* Exercise
Copy each line of the records that contains the word "every".

Referring expression grounding data
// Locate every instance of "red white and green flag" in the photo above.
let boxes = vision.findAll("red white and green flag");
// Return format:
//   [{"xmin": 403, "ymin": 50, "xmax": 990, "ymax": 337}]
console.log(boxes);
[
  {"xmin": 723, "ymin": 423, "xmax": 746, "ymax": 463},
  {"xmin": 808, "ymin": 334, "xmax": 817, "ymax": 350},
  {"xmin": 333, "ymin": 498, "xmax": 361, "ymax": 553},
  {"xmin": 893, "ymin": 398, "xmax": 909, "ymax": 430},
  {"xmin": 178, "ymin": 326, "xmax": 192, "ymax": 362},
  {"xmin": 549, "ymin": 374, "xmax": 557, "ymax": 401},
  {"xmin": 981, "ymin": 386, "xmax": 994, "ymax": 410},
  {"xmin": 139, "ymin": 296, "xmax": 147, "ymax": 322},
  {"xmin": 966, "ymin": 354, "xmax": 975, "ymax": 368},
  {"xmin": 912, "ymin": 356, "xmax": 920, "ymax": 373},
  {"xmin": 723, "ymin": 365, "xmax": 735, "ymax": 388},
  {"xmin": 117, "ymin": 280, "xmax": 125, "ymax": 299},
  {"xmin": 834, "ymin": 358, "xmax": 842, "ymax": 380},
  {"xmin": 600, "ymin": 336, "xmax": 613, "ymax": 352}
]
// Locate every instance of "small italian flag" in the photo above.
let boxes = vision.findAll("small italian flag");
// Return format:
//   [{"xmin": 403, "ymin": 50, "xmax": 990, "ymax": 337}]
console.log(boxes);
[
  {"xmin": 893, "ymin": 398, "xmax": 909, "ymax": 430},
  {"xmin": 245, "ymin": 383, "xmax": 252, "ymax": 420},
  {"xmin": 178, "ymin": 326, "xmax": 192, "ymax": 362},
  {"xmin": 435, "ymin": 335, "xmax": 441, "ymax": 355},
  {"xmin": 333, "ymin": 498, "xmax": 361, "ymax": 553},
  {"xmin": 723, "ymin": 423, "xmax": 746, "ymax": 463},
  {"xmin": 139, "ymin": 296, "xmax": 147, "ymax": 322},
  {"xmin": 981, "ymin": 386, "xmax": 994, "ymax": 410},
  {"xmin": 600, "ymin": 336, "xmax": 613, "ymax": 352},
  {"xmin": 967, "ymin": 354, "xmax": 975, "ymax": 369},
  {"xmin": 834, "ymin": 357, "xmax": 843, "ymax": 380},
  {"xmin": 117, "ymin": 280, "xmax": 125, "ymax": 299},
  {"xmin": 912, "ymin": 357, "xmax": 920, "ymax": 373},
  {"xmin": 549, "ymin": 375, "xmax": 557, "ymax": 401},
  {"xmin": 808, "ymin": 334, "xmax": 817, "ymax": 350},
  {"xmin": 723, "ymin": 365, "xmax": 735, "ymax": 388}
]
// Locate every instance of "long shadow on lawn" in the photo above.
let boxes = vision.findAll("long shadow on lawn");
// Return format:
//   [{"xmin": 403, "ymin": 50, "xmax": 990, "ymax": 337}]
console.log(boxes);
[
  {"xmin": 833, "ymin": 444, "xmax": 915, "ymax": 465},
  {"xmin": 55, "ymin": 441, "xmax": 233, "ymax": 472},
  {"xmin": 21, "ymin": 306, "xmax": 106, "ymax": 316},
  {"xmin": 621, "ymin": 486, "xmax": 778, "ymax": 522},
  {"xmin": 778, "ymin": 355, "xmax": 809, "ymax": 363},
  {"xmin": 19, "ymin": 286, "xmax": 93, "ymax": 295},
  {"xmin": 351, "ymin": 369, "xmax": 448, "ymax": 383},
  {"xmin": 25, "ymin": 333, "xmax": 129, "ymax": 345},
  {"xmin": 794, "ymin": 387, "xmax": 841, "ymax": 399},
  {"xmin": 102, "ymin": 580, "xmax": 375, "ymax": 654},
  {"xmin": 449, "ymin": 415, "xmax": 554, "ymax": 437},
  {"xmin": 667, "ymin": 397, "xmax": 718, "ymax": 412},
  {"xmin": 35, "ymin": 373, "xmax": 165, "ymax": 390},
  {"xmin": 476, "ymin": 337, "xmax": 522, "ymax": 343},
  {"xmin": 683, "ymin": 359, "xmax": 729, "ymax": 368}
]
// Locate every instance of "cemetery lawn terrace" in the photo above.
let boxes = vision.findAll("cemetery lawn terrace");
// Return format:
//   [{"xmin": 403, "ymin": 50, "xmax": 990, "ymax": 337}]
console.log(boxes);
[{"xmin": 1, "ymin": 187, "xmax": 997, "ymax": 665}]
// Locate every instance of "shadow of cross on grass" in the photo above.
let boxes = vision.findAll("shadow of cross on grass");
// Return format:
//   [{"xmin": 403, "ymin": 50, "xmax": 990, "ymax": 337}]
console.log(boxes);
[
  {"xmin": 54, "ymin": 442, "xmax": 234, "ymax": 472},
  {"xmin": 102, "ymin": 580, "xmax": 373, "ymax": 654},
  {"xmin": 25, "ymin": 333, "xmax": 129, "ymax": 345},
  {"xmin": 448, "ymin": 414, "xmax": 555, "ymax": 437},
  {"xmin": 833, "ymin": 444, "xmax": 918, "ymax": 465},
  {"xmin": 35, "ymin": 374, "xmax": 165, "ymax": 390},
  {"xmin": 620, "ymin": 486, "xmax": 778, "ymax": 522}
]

* Solution to this problem
// Locate every instance of "red white and green flag" in the photo above.
// Locate every instance of "small italian flag" in the photo above.
// Locate every instance of "long shadow on lawn" in the photo above.
// Locate every instance of "cemetery lawn terrace" in the photo above.
// Locate every instance of "shadow of cross on grass" in the photo above.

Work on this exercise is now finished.